───── QUOTED PASSAGE

The emerging understanding of the role of G-quadruplexes in neurodegenerative diseases raises new possibilities for therapeutic intervention
The research project led by Pr Adrian Isaacs, Department of Neurodegenerative Disease, Institute of Neurology at UC, was selected in 2013.
During the annual scientific meeting of the Foundation before ENCALS, he presented the progress of his work financed by the foundation (160 000 Euros for 2 years).
Based on this research, the team recently published an invited review on a special issue of FEBS Letters, summarizing the most recent findings about the multiple roles that G-quadruplex structures play in both neurodegenerative diseases and within non-coding transcripts.
A mistake in the C9orf72 gene was found in 2011 to be the most common cause of amyotrophic lateral sclerosis (ALS); but it is not known how this mistake gives rise to ALS.
The type of mistake in the gene is very unusual, it involves a small string of DNA letters at the beginning of the gene, which expand massively, from being a few copies with the code GGGGCC to many copies of this six letter code up to thousands.
DNA sequences that are rich in the letter G can form highly stable chemical structures called ‘G-quadruplexes’. These unusual structures can be involved in many processes including those to make a related chemical called RNA, which is needed to make proteins and those to process that RNA in various different ways to help the cell function normally. This has profound implications for how ALS may be occurring, through having these strange chemical structures in the cell. Pr Isaacs analyses how this ‘repeat expansions’ causes motor neurons to die.

──────────

## [EXERCISES TO COMPLETE]
1. According to the article on G-quadruplexes in neurodegenerative disease, in what year was the C9orf72 gene mistake found to be the most common cause of ALS?
2. Pick up the article on G-quadruplexes in neurodegenerative disease after its final sentence and extend it by one paragraph.

───── STORED DATA

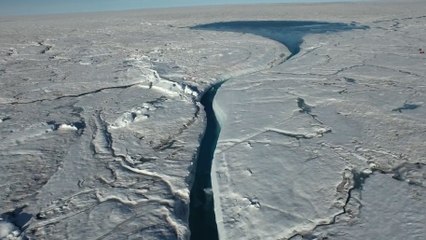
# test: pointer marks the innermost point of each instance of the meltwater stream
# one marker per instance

──────────

## [RESPONSES BY ITEM NUMBER]
1. 2011

2.
Three possible mechanisms have been put forward ( slide presented by Pr Isaacs)
1) The repeat expansion leads to a decrease in the normal levels of the C9orf72 protein. If C9orf72 has an important role in helping neurons stay healthy, then reducing the amount of C9orf72 could lead to motor neuron death.
2) The GGGGCC repeat is transcribed from DNA to RNA, but then the RNA gets stuck in the nucleus of the neuron where it acts like a sponge to soak up important proteins. When enough important proteins become soaked up by the long GGGGCC repeat RNA, the neuron can no longer function properly.
3) Finally, the GGGGCC repeats get translated into 5 different proteins. These proteins are not normally produced in the cell and have toxic effects which could eventually kill motor neurons.